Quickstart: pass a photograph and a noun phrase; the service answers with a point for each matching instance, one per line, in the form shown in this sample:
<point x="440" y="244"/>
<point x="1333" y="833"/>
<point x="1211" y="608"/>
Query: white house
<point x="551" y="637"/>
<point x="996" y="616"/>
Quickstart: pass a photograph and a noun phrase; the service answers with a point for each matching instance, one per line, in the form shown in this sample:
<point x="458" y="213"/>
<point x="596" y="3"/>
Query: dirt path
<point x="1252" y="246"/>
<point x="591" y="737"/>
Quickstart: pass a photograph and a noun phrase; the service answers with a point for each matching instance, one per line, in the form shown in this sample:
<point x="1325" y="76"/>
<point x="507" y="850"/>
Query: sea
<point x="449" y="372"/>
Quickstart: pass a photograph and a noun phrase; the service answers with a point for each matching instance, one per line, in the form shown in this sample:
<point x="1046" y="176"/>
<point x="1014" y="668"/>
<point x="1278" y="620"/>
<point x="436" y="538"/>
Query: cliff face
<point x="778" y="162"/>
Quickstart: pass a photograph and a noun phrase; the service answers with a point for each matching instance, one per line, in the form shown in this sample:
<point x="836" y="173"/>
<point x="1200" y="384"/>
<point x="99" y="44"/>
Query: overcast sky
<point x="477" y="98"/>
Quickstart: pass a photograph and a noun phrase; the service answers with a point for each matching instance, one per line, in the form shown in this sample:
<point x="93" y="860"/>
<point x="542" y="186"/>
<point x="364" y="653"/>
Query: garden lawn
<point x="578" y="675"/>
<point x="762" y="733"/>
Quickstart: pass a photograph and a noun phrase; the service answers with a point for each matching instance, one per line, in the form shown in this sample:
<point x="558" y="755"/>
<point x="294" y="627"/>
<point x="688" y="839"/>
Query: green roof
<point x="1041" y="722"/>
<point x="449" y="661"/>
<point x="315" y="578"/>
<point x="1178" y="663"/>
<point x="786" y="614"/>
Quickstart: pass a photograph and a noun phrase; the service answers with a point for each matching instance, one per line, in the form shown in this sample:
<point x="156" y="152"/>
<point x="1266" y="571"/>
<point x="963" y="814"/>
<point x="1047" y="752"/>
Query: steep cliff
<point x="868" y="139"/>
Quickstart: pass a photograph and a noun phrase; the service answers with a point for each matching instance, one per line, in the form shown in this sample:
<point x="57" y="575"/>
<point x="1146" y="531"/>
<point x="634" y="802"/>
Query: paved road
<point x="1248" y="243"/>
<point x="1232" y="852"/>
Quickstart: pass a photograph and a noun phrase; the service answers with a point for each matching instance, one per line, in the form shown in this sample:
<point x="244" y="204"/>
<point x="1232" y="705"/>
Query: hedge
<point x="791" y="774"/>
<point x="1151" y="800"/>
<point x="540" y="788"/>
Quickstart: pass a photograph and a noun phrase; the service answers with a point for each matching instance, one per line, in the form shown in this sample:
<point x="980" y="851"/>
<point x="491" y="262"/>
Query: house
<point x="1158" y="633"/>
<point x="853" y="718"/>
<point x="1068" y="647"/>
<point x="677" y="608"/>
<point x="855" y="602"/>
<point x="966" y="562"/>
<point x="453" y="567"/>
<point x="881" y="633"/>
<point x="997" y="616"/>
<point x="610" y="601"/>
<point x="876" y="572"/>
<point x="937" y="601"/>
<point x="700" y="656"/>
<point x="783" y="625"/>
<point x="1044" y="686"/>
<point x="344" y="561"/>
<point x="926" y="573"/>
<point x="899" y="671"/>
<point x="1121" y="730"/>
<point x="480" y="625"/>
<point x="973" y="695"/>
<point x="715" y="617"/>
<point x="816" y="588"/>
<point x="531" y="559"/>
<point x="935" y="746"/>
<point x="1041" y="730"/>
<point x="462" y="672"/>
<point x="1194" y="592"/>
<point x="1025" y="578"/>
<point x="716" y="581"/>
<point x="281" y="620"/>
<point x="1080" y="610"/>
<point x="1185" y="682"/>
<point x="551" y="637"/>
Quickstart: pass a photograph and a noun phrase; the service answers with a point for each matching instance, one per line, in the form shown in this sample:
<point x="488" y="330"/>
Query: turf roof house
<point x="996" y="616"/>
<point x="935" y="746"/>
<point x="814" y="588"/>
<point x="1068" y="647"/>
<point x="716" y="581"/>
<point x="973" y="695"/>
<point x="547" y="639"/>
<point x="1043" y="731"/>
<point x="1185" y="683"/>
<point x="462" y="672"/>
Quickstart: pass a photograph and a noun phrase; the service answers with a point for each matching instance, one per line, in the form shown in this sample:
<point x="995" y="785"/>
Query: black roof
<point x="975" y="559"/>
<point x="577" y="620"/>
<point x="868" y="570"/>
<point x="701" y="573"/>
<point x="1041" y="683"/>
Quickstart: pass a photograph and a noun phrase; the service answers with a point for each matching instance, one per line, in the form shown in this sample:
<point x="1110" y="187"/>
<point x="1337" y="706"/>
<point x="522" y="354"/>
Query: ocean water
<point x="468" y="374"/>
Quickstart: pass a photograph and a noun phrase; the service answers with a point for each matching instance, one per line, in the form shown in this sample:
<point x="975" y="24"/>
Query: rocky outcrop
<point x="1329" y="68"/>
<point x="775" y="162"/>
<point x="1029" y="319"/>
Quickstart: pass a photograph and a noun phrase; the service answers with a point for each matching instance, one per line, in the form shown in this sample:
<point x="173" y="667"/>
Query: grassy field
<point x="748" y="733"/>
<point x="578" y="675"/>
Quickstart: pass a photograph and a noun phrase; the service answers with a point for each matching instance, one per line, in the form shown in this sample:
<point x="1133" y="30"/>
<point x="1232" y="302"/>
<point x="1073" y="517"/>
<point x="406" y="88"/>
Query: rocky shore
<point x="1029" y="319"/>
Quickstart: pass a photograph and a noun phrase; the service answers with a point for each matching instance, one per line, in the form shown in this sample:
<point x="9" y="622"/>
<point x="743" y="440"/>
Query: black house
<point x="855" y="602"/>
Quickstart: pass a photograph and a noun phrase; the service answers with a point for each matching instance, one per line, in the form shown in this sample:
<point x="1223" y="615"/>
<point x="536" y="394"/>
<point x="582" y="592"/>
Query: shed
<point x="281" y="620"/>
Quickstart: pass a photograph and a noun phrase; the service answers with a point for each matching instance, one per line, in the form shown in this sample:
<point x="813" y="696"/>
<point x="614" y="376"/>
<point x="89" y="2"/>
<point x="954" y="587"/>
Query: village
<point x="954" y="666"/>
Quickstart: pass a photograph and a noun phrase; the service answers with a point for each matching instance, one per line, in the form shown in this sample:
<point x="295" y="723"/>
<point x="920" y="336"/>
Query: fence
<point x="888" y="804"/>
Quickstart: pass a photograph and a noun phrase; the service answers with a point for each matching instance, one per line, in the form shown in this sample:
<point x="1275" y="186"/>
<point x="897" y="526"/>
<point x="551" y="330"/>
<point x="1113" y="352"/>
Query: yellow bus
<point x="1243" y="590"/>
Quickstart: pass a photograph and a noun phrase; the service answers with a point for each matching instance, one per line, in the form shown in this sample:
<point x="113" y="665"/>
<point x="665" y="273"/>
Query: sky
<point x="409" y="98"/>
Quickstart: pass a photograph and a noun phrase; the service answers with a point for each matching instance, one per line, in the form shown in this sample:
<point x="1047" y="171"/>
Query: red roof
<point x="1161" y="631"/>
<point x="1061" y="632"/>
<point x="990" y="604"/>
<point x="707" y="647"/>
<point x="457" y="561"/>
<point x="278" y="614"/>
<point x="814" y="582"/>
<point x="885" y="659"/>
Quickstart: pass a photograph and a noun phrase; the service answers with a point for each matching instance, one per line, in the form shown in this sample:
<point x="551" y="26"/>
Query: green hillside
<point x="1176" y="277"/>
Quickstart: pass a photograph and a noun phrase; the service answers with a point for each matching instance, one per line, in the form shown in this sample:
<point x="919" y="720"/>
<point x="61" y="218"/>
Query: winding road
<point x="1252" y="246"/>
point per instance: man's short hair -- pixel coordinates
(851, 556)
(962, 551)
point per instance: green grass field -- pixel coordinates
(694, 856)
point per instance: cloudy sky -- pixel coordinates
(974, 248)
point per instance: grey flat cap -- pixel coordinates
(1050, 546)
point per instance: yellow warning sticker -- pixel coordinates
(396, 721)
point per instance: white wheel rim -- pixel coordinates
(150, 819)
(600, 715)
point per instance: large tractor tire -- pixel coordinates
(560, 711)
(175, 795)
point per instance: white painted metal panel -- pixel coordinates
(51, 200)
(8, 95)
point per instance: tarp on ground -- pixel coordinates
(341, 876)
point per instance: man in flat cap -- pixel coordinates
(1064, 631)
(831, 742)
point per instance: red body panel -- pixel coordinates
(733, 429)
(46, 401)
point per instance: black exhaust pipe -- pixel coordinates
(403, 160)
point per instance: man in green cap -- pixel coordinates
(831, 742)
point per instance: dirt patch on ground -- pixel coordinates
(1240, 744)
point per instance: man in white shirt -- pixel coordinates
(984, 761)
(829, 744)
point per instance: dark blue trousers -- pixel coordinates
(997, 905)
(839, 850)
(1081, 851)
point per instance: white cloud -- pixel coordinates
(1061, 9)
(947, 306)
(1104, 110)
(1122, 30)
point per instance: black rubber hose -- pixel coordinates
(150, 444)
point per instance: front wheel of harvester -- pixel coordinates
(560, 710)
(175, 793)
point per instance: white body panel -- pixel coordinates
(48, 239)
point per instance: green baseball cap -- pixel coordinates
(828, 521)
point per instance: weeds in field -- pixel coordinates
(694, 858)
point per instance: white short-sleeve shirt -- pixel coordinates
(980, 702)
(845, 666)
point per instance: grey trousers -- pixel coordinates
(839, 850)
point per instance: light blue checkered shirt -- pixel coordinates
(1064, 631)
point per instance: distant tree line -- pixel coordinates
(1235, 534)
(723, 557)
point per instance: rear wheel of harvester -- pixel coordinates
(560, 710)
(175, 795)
════════════════════
:: Your instructions ::
Reproduce word for word the stretch of data from the line containing "point per instance: green baseball" through the final line.

:: Solution to the problem ::
point per instance: green baseball cap -- pixel coordinates
(828, 521)
point per instance: weeds in field -- pixel coordinates
(694, 858)
point per instance: white short-sleeve shirt -- pixel coordinates
(980, 702)
(845, 666)
point per instance: grey trousers -- pixel coordinates
(839, 850)
point per instance: light blue checkered shirt -- pixel coordinates
(1064, 631)
point per instance: distant tree line -- pixel coordinates
(1235, 534)
(723, 557)
point per instance: rear wheel of harvester -- pixel coordinates
(560, 710)
(175, 795)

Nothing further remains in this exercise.